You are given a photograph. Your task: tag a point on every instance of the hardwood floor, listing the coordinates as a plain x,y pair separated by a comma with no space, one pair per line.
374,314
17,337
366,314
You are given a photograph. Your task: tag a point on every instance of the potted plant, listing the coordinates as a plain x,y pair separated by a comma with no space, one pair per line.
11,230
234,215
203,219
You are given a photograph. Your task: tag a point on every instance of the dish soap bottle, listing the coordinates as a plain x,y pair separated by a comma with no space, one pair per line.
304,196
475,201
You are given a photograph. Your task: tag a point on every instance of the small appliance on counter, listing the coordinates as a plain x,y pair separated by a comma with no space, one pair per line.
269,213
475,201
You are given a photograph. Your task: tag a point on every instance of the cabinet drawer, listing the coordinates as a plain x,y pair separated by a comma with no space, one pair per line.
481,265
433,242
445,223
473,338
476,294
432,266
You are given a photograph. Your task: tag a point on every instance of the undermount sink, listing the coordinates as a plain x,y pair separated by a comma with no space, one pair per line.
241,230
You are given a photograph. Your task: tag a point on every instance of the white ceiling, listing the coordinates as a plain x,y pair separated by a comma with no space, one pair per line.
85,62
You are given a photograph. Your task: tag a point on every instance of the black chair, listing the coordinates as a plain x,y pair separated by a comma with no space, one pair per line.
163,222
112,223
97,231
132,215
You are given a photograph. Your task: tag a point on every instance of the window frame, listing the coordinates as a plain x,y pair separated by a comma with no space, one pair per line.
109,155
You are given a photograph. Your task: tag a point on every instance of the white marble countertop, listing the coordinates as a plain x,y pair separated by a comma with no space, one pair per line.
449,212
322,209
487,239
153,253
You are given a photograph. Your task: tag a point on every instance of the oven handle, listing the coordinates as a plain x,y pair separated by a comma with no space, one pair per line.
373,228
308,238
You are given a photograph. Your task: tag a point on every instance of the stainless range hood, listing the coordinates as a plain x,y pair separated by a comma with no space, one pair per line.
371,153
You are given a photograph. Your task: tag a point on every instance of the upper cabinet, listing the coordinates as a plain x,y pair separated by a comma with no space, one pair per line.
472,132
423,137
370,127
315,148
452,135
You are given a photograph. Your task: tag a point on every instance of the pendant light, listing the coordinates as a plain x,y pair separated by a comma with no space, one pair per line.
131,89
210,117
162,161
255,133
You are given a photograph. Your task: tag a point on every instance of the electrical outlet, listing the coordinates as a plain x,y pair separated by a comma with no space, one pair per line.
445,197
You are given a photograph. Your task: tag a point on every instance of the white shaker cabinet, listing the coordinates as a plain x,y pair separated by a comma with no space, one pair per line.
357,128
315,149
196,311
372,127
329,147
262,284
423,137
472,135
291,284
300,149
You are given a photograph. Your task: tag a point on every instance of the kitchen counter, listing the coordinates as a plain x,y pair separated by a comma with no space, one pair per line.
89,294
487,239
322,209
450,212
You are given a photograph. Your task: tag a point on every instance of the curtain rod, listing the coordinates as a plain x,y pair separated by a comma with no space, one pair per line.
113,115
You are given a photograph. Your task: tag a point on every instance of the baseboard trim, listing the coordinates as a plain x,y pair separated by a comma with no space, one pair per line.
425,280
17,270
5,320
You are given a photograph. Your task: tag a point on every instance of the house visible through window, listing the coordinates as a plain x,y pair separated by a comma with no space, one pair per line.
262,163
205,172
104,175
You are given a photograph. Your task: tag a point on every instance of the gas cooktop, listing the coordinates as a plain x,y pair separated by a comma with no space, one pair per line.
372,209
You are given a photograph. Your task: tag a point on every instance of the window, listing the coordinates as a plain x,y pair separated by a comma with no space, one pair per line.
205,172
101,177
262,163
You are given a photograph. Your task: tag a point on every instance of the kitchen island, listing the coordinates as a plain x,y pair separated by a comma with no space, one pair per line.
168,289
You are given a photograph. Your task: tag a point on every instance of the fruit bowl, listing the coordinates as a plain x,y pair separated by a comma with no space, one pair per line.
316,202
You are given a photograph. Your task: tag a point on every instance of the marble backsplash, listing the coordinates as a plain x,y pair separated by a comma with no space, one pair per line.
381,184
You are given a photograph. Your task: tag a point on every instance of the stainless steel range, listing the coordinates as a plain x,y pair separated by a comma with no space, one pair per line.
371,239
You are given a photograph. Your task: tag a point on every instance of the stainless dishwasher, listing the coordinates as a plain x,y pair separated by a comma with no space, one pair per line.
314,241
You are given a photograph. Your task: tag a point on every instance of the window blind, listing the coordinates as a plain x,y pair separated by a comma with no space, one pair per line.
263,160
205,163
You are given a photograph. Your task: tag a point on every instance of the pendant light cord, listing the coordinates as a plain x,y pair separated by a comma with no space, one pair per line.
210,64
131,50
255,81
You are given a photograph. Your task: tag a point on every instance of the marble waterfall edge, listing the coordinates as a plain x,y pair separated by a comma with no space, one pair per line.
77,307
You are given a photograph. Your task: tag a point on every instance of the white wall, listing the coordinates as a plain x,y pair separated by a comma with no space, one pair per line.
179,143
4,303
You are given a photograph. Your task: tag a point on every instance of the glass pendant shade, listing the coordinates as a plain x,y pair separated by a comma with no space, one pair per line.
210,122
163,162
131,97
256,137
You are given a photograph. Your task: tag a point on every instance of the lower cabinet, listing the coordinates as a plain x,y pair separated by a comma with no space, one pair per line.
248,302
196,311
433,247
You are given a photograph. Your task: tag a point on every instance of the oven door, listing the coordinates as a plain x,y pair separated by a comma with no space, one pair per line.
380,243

══════════════════════════════

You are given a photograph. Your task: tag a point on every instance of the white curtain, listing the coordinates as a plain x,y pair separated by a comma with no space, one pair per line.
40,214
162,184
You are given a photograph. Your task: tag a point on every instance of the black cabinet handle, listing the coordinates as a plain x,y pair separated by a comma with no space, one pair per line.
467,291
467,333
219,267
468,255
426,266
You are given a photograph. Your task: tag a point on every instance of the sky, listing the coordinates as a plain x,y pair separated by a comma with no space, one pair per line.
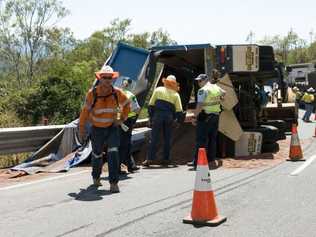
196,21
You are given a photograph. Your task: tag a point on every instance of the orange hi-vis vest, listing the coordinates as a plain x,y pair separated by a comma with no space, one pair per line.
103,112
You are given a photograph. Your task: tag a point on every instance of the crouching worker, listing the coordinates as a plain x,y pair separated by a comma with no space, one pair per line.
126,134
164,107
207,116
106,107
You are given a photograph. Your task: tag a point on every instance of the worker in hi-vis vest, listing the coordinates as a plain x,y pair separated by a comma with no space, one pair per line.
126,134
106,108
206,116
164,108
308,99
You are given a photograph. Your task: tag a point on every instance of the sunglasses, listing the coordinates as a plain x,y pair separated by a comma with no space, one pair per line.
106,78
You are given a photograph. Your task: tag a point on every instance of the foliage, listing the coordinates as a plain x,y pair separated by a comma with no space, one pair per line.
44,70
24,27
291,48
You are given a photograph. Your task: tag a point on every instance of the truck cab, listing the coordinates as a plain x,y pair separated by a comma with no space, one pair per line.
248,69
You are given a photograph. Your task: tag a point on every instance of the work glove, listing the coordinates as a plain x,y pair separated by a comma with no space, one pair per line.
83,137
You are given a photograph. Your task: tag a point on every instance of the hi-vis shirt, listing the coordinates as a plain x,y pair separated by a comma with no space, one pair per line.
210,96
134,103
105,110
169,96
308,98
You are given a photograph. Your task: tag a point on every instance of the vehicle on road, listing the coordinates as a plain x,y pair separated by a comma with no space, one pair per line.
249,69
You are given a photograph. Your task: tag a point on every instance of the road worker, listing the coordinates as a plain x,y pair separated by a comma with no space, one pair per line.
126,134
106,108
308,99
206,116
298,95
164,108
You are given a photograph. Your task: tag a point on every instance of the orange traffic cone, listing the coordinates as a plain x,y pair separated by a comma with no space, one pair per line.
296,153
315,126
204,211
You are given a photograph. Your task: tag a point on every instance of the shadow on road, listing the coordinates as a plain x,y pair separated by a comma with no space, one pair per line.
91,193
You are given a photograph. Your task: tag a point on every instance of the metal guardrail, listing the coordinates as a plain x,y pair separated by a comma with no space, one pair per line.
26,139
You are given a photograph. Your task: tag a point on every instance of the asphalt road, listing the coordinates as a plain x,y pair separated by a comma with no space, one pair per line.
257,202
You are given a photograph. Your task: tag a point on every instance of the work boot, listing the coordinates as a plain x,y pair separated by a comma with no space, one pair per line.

══════════════════════════════

Out of the entries above, write out only the lines between the line holding "of the metal" and the line holding "work boot, listing", inclusive, each exactly as given.

You are given a photograph. Your task: tag a point on every instance of the metal guardrail, listing the coordinates as a plain x,y pair separated by a comma with no space, one pair per line.
26,139
You are given a photograph. Your task: tag a point on every instance of the asphalt road, listing the coordinates as a plain x,y pair separated by a comma with no space, one pair per line.
257,202
You are given a photograph. Your task: tag a point on every instance of the work boot, listing the coordinates as a plain x,y pair separated by a comma with no space, one pair per line.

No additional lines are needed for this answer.